--- start Excerpt to read ---

I haven't had the time I would have liked to analyse these races in detail, and really you have to sample preferences in scrutineering to have a really confident handle on what's going on in a given state under the new Senate system. You also can't do it on the night, as you have to know what the main races are to know what you need to look for. I used scrutineering-based modelling to successfully predict the result in Tasmania (though there was very nearly an upset for the final seat) and it surprises me that I have not seen any detailed public attempt at a scrutineering-based model for any other state.
Some Findings From Tasmania
Tasmania is a little bit different, because it has a massive below-the-line voting rate (29% in this case, including 10% for two major party Senators who were demoted in preselection). Also Tasmanian voters have a lot of experience with proportional representation, and they don't have much experience with following how-to-vote cards (which are banned on state election days).
Nonetheless there are a few patterns from Tasmania that are worth watching to see if they crop up in the states that are concluded this week.
1. Low how-to-vote card follow rates
Above-the-line voters in Tasmania just barely followed how-to-vote cards at all (see here for rates). Only the Liberal Party card managed a double-figures follow rate among that party's voters (barely) with only 2.8% of ATL Labor voters following the Labor card and some micro-parties down as low as 0.1%. Rates in the Northern Territory were somewhat higher, but still below 20% in all cases (hat tip: Dean Ashley). Rates in other states don't seem to have been exceptionally high either (at least, it seems most voters haven't followed the cards).
See also the results for WA below.
2. Preferences splatter
Further to 1, preferences go all over the place and strong preference flows are a great rarity. There was no case in Tasmania of any party getting over 40% of another party's #2 votes, and only four cases of over 30% (one of which included the donkey vote).
See also the results for WA below.
3. Popular parties get more preferences
There is a very strong relationship in Tasmania between a party's primary vote and its average preference flow from all other parties.
(The biggest outlier there is the Renewable Energy Party, which has a would-you-like-a-pony sounding party name that probably sucks in a lot of preferences without people realising it is actually a wannabe preference-harvester. Also note the dire performance of the Christian Democrats, whose lead candidate was an interstate ring-in, but far from the only one in Tasmania.)
All else being equal, bigger parties will beat small parties on preferences, but things like a right- or left-wing bias in preference sources can even that up. Often the right-wing micro-parties have higher vote shares than the left-wing ones.

--- end Excerpt to read ---

Work to do:
1) Copy the Senate preferences piece above from "(The biggest outlier" to "the left-wing ones." without changing a word.
2) Carry on with the Senate preferences piece, starting right after its final sentence.

--- start Data block ---

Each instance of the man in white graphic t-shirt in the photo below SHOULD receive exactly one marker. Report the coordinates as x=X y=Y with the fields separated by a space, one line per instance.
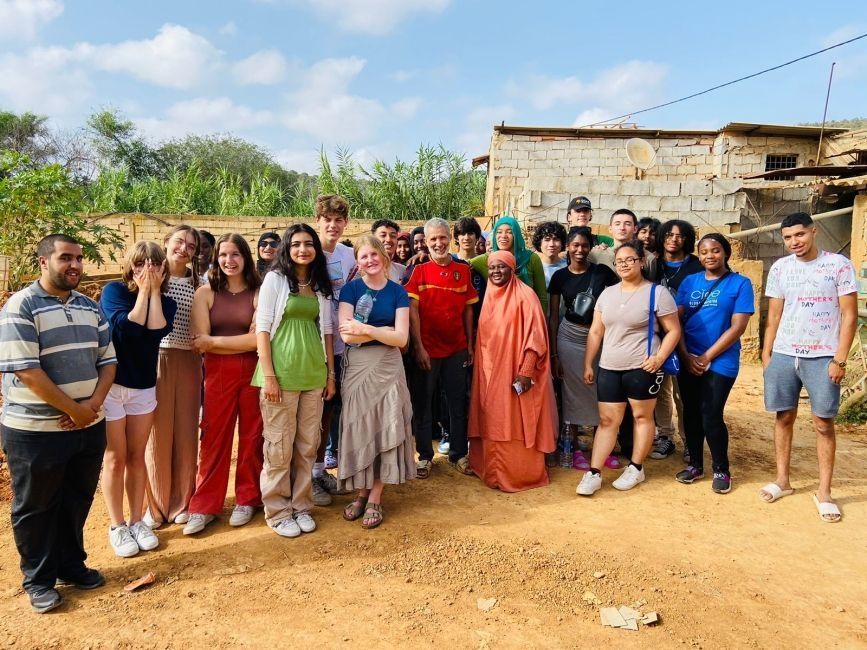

--- end Data block ---

Responses for each task:
1)
(The biggest outlier there is the Renewable Energy Party, which has a would-you-like-a-pony sounding party name that probably sucks in a lot of preferences without people realising it is actually a wannabe preference-harvester. Also note the dire performance of the Christian Democrats, whose lead candidate was an interstate ring-in, but far from the only one in Tasmania.)
All else being equal, bigger parties will beat small parties on preferences, but things like a right- or left-wing bias in preference sources can even that up. Often the right-wing micro-parties have higher vote shares than the left-wing ones.

2)
Because of this feature, we need to keep an eye on any popular party that has even a small fraction of a quota left over, in case its higher preference share allows it to pass all the micros.
4. Ticket position affects preferencing
... but not that much. There's a slight tendency for voters to preference parties that are close to the party that is the preference source, so that being very close to an excluded candidate might be worth about a 10% better preference flow than otherwise (eg 20% might become 22%) and being far away from an excluded candidate might be worth about 15% worse (eg 20% might become 17%).
Through the count a party will get its chance at being close to some parties and far from others, so this might tend to cancel out. Nonetheless a party could be moderately advantaged by being just downwind (to the right) of several juicy preference sources.
As the buttons are pushed and results come out I'll be posting comments for each race on this thread.
Based on the leads on primary vote quotas, if there were no preferences the outcome of the election would be 30 Coalition 27 Labor 9 Green 3 One Nation 3 NXT 2 Liberal Democrat, Jacqui Lambie and Derryn Hinch.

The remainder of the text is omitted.